**Aim of the task**
An exact copy of all the entries is needed, with no images in it.

>>>

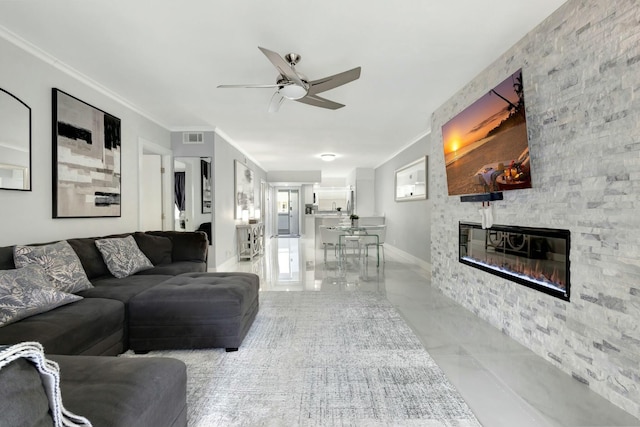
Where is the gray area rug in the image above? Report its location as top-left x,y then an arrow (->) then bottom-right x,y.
125,291 -> 481,427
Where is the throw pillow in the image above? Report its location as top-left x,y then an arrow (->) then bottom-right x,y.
13,241 -> 93,294
95,235 -> 154,278
0,264 -> 82,327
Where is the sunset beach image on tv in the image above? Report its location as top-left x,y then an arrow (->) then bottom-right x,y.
442,69 -> 532,196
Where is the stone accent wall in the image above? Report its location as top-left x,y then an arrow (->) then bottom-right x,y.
430,0 -> 640,418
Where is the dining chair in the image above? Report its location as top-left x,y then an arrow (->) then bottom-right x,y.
319,226 -> 342,263
362,225 -> 386,265
342,229 -> 363,263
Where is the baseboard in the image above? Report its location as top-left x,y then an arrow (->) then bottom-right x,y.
384,244 -> 432,274
210,255 -> 237,272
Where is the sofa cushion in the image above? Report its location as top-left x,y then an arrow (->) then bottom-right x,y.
95,236 -> 153,278
13,241 -> 93,293
0,245 -> 15,270
66,237 -> 111,280
133,232 -> 173,265
66,233 -> 131,280
135,261 -> 207,276
81,274 -> 174,306
51,354 -> 187,427
0,358 -> 55,427
147,231 -> 208,263
0,298 -> 125,356
0,264 -> 82,327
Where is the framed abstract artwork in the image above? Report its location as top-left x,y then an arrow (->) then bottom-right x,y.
234,160 -> 254,219
52,88 -> 121,218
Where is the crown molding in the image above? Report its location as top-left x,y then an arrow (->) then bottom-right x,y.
374,128 -> 431,169
0,24 -> 169,129
213,127 -> 264,171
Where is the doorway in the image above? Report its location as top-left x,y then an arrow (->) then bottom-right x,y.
138,138 -> 172,231
276,188 -> 300,236
141,154 -> 163,230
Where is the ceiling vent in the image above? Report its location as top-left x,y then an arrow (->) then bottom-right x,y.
182,132 -> 204,144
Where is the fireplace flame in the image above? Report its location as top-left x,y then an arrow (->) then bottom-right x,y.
464,253 -> 566,291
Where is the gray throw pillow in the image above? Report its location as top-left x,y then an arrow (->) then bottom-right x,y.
0,264 -> 82,327
13,241 -> 93,294
95,235 -> 153,278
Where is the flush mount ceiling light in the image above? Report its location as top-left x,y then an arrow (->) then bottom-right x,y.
320,153 -> 336,162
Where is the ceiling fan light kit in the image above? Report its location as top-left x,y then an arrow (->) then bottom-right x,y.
279,84 -> 307,100
218,46 -> 361,112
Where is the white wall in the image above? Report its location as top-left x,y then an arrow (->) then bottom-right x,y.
374,134 -> 431,264
0,36 -> 171,246
212,133 -> 266,267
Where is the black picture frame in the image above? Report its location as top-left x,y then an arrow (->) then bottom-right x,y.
0,87 -> 32,191
52,88 -> 121,218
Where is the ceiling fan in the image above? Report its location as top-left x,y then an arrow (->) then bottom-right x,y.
217,46 -> 361,112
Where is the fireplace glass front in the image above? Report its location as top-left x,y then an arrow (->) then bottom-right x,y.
459,222 -> 570,301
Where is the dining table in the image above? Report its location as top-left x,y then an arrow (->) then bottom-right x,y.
332,225 -> 381,267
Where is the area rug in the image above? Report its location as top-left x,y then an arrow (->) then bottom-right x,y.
124,291 -> 481,427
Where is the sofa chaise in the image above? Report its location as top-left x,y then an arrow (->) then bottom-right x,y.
0,230 -> 260,427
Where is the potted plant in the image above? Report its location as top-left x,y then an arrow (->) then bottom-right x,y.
350,214 -> 359,227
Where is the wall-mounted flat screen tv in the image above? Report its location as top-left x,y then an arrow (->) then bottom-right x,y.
442,69 -> 532,197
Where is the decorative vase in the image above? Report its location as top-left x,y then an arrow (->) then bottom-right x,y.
351,219 -> 358,228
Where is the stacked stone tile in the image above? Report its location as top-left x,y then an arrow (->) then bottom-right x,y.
430,0 -> 640,418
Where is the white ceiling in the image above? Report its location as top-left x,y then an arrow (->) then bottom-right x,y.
0,0 -> 567,178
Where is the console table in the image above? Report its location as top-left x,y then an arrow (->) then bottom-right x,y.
236,223 -> 264,261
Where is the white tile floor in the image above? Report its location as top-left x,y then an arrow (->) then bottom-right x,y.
227,235 -> 640,427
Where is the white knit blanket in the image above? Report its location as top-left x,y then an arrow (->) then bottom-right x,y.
0,342 -> 92,427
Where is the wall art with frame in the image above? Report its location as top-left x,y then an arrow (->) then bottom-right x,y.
201,158 -> 212,214
234,160 -> 254,219
52,88 -> 121,218
395,156 -> 428,201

<<<

**Result for this exercise**
Where is the gray area rug in the image above? Report its location as top-left x,y then an arrow (->) then bottom-right x,y.
125,291 -> 481,427
Where is the throw pillow in the image above? Report its location as top-left x,y then an arrow (->) then bottom-right x,y.
13,241 -> 93,294
95,235 -> 154,278
0,264 -> 82,327
Where is the sunset beach image on tv in the image above? Report its location as top-left x,y then an arrow (->) then bottom-right x,y.
442,69 -> 532,196
Where is the stone accent wall in the image above? Report its location as top-left x,y then an arrow (->) then bottom-right x,y.
430,0 -> 640,418
Where is the dining chair in the image above? Report its location as top-left x,y then an arrow (->) then bottom-right x,y.
319,226 -> 342,263
362,225 -> 386,265
342,229 -> 363,263
Where is the baseboard in the image above? Report its location as top-left x,y then an arrow (->) then bottom-right x,y.
384,244 -> 432,274
210,255 -> 237,272
Where is the sofa cushion in the image above? Report its location as top-left x,y then an arrow (->) then bottom-right x,y.
95,236 -> 153,278
13,241 -> 93,293
0,245 -> 15,270
66,237 -> 111,280
133,232 -> 173,265
66,233 -> 131,280
135,261 -> 207,276
81,274 -> 174,306
51,354 -> 187,427
0,358 -> 55,427
147,231 -> 208,263
0,298 -> 125,356
0,264 -> 82,327
Where is the framed abstract artwork in the image above? Report its location as top-left x,y then an arrow (->) then bottom-right x,y.
234,160 -> 254,219
52,88 -> 121,218
Where is the crown molding in the image above? Report its location as top-left x,y then an arrow (->) then bottom-right x,y.
374,128 -> 431,169
0,24 -> 169,129
213,127 -> 264,171
Where is the doorway in the image above? Report its location as top-left x,y then an arrow (->) then bottom-right x,y.
138,138 -> 172,231
276,188 -> 300,236
141,154 -> 163,230
Where is the ceiling vent in the image above? Report its location as top-left x,y then an arrow (->) then bottom-right x,y.
182,132 -> 204,144
Where is the fireplace flame in the image above? Report its location as top-left x,y then an arrow (->) then bottom-right x,y.
464,253 -> 566,291
Where is the gray throw pillow in the image above? Report its location as top-left x,y then an arrow (->) then bottom-right x,y.
0,264 -> 82,327
13,241 -> 93,294
95,235 -> 153,278
Where is the flush mount ceiling light in the image above? Report its location as top-left x,y then an arrow (->) then bottom-right x,y.
320,153 -> 336,162
Where is the ceiling fan light kit in the image above? Report its location as top-left x,y then an arrow (->) then bottom-right x,y.
279,84 -> 307,100
218,46 -> 361,112
Where is the white wall in the image above? Report its location as top-left x,y then an arrow (->) then bottom-right x,y.
374,134 -> 431,264
0,36 -> 171,246
212,133 -> 266,267
Where is the black picture frame in the image above? Report its location as top-left x,y then an arrow (->) then bottom-right x,y.
0,87 -> 32,191
52,88 -> 121,218
Where is the ceiling fan in the image above? Report its location as top-left x,y then an arrow (->) then bottom-right x,y.
217,46 -> 361,112
Where is the fireplace glass front in the image above? Report its location as top-left x,y then an arrow (->) then bottom-right x,y.
459,222 -> 570,301
Where is the dining table in the image above? Report its location as top-left x,y then an arrow (->) then bottom-right x,y.
332,225 -> 381,267
Where is the area rug in the image above? Report its location as top-left x,y then an arrow (->) then bottom-right x,y.
124,291 -> 481,427
Where is the sofa chaise in the image above? Report its location as top-left x,y then an arrow (->) then bottom-right x,y.
0,230 -> 260,427
Where is the potted plant in the image above? Report its location as top-left x,y then an arrow (->) then bottom-right x,y.
350,214 -> 359,227
Where is the wall-mounted flat screen tv in the image above? Report its location as top-left x,y then an arrow (->) then bottom-right x,y.
442,69 -> 532,197
Where is the decorative vase in the image above? Report its location as top-left x,y then an arrow (->) then bottom-right x,y.
351,219 -> 358,228
Where is the stacked stone tile in the image above? Report its location as top-left x,y then an arrow (->) then bottom-right x,y.
430,0 -> 640,418
Where is the white ceiling in the image above? Report its location as top-left x,y then an arrow (->) then bottom-right x,y.
0,0 -> 567,178
Where is the console table in the image above? Report its location as top-left x,y then an arrow (->) then bottom-right x,y.
236,223 -> 264,261
Where is the white tile floor in the image above? Report its location as top-left x,y then an arrow (->) then bottom-right x,y.
227,235 -> 640,427
Where is the white knit blanket in the image above? Report its location as top-left x,y then an arrow (->) then bottom-right x,y.
0,342 -> 92,427
Where is the wall art with frame in the image above? Report its location as top-left x,y then an arrow (->) then bottom-right x,y.
201,158 -> 212,214
234,160 -> 254,219
52,88 -> 121,218
395,156 -> 428,201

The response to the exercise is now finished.